## What is asked
Please copy the data below line for line, and leave out the pictures.

⟨

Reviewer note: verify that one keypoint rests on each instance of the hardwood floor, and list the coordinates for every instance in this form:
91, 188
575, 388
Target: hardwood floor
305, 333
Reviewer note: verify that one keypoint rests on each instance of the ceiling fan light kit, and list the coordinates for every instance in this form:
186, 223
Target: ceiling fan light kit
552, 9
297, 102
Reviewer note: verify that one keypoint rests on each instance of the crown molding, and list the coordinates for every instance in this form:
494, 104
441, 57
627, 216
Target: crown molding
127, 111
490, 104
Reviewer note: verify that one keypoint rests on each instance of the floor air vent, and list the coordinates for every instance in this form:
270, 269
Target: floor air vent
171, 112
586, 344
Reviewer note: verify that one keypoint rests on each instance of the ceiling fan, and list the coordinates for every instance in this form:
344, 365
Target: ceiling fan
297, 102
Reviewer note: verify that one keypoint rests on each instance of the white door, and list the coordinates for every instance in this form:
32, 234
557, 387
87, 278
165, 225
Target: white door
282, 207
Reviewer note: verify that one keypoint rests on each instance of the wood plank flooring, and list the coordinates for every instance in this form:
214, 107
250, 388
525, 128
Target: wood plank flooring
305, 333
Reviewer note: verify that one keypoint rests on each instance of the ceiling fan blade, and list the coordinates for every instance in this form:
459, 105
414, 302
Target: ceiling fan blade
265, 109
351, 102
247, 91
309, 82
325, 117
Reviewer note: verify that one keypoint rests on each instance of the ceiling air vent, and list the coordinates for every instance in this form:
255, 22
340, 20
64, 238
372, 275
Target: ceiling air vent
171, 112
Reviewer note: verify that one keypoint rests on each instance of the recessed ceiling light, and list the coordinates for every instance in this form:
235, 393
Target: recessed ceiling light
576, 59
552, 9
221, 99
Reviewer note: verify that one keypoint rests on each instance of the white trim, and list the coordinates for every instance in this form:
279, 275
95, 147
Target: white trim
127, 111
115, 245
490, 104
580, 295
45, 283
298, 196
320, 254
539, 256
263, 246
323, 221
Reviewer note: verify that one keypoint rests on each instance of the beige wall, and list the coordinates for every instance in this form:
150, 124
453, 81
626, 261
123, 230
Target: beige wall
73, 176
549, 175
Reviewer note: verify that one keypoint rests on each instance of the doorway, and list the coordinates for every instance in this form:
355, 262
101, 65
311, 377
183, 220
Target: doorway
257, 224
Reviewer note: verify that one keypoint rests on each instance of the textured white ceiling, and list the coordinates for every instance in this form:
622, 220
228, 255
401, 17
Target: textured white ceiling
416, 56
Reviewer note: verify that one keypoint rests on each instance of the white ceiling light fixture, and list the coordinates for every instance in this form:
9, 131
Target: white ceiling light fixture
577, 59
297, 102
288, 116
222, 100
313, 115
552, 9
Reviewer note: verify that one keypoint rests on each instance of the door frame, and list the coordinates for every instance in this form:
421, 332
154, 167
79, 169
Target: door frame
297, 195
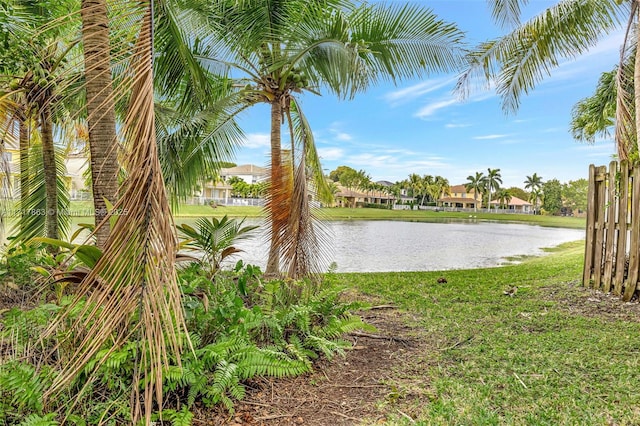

⟩

## Answer for this exercise
Reviewer note: verify that one keypoint rests on each instance of the hardwood floor, and list the coordinates for every instance in this form:
91, 188
575, 388
Target: hardwood floor
305, 333
Reviewer note: verify that one keypoint rests on each instance of the ceiling fan light kit, and list the coordinates for every instance in this form:
186, 223
Target: ceiling fan light kit
552, 9
297, 102
Reviewer note: verify that one keypoint rests on each instance of the crown molding, and list the coordinates for every instance in this form:
494, 104
441, 57
627, 216
Target: crown molding
127, 111
490, 104
Reviewer note: verify that one keypoint rests on each instance of the floor air vent, and list the coordinates for every instance in this form:
270, 269
Target: floor air vent
171, 112
586, 344
Reviewer note: verify that one keypoint rests on each instance of the ceiling fan, and list the coordinates for every instance in this form:
344, 365
Target: ceiling fan
297, 102
Reviewer note: verify that one keypoint rests on each instance of the white door, and list the coordinates for every instance in this form:
32, 234
557, 387
87, 278
165, 225
Target: white door
282, 207
Reviewer note: verify that one keypoint rests on each instance of the wood plank flooring, and list the coordinates for every instance in this form:
214, 107
250, 388
525, 128
Target: wood plank flooring
305, 333
Reviewer note: verify that one keypoint rests on each instance of the ceiling fan blade, and list the coordinates for every instance in this form:
459, 105
414, 302
Target: ceiling fan blade
265, 109
351, 102
247, 91
309, 82
325, 117
Reviewer note: verify that one keypoint rests on each instance of the ceiling air vent, and list the coordinates for every instance in this form:
255, 22
340, 20
64, 238
372, 275
Target: ceiling air vent
171, 112
Reviewer note: verify that one keypoint rests on each instance of the recessed ceiling light, and list the coordinates for every instance in this form:
235, 393
Target: recessed ceiling light
576, 59
552, 9
221, 99
Reviewer note: verify that one keypoint rests on each instance of the white trim, and list the coordinates for every instance in this form:
279, 275
95, 147
Target: white trim
127, 111
115, 245
490, 104
580, 295
45, 283
298, 196
320, 254
539, 256
263, 246
323, 221
Reviewer note: verify that one keypoint rests on each instance of the beige wall, and list the coordinates for every instance in this form:
150, 124
453, 81
626, 261
123, 230
Target: beige wall
73, 176
549, 175
Reviewer note: verify that one keypoint rests on each instance of the doorway, and list the coordinates for every instance in this form:
355, 262
101, 65
311, 377
183, 220
Target: doorway
257, 224
Reviewer note: verify that one keypoint rests on each instance of the textured white ceiling, and list the coordinates for every instance in this form:
622, 220
228, 255
401, 17
Target: textured white ceiling
416, 56
Reviewer note: verify that one keypoint rests on each instance of the white ceiling light fixture, and list the coordinates for every instance in this form:
9, 131
Target: white ceiling light fixture
577, 59
297, 102
288, 116
222, 100
313, 115
552, 9
Reviewer note: verify that one keypoint rests on each instance of the door frame, and list the coordinates for every instance in this form:
421, 332
154, 167
79, 169
Target: door frame
297, 195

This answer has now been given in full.